Le pilotage public est particulièrement important dans les pays qui disposent déjà de systèmes de prestations sociales et d'assurance maladie et qui envisagent de développer des structures de financement et de prestation de soins. Le fait de faire reposer la responsabilité principale sur la famille ou d'autres acteurs privés impose de lourdes contraintes aux aidants familiaux en âge de travailler — parmi lesquels les femmes sont surreprésentées — et nuit à l'efficacité de l'utilisation des ressources médicales. Cette crise a montré que, si le rôle des aidants familiaux et les frais supportés à titre privé seront toujours importants dans de nombreux pays, une surveillance publique et des modèles de financement spécifiques adaptés à la situation de chaque pays sont nécessaires pour soutenir les personnes âgées et leurs familles.

Troisièmement, recourir à des solutions technologiques pour assurer la continuité des soins et lutter contre l'isolement.

Les systèmes de télémédecine réduisent les possibilités de transmission d'agents pathogènes tout en permettant d’assurer la continuité des soins pour les personnes vulnérables et de répondre aux urgences. Par exemple, les technologies de communication mobile permettent de surveiller les constantes vitales et rappeler les heures de prise des médicaments, ce qui limite la nécessité d'un contact physique avec les soignants. L'isolement, un problème permanent pour les personnes dépendantes et qui a de graves conséquences psychologiques et physiologiques, a été aggravé par les mesures de distanciation sociale. Néanmoins, il peut être atténué par la disponibilité constante et la plus grande facilité d'utilisation des systèmes de téléconférence et autres outils de communication, spécialement conçus pour répondre aux besoins des personnes âgées fragiles et des personnes handicapées.

##############################

§ **Consigne 1**:
Répondez aux questions suivantes à partir du texte sur les soins aux personnes âgées.
(a) Quel groupe est surreprésenté parmi les aidants familiaux en âge de travailler ?
(b) Quelles deux fonctions des technologies de communication mobile sont citées ?
(c) Quelles mesures ont aggravé l'isolement des personnes dépendantes ?
§ **Consigne 2**:
Poursuivez le texte sur les soins aux personnes âgées par un court paragraphe.
Les lignes qui suivent sont tirées d'une autre source.

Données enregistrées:
##############################

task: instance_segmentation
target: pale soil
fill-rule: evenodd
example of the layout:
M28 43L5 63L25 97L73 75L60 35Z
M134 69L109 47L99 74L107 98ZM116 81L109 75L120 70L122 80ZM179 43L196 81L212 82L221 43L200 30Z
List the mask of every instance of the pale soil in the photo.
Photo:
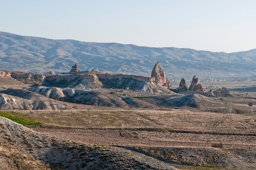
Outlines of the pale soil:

##############################

§ **Corrigé 1**:
(a) Les femmes.
(b) Surveiller les constantes vitales et rappeler les heures de prise des médicaments.
(c) Les mesures de distanciation sociale.

§ **Corrigé 2**:
Les conséquences négatives de la pandémie sur les personnes âgées fragiles, les personnes handicapées, leurs familles et leurs aidants sont préoccupantes.  En effet, ces groupes comptent déjà parmi les plus vulnérables de la société et ont besoin de contacts physiques avec d'autres personnes pour survivre, ce qui aggrave leur exposition au virus. Il est donc essentiel que les pouvoirs publics prennent des dispositions pour répondre aux besoins immédiats de ces personnes pendant la crise. Il est tout aussi important de mettre en place des systèmes et des politiques pour atténuer les crises futures, dont notamment une deuxième vague éventuelle de coronavirus, ainsi que les problèmes de santé durables liés à l'infection. Mettre en place des systèmes résilients et accessibles ciblant à la fois les soins en établissement et à domicile, renforcer la surveillance des autorités publiques et recourir intelligemment à des solutions informatiques et des mécanismes de protection sociale sont donc trois moyens susceptibles de mieux préparer les sociétés à protéger les personnes âgées fragiles, les personnes handicapées et d'autres personnes dépendantes, que ce soit face à la crise actuelle ou à d'autres qui surviendraient.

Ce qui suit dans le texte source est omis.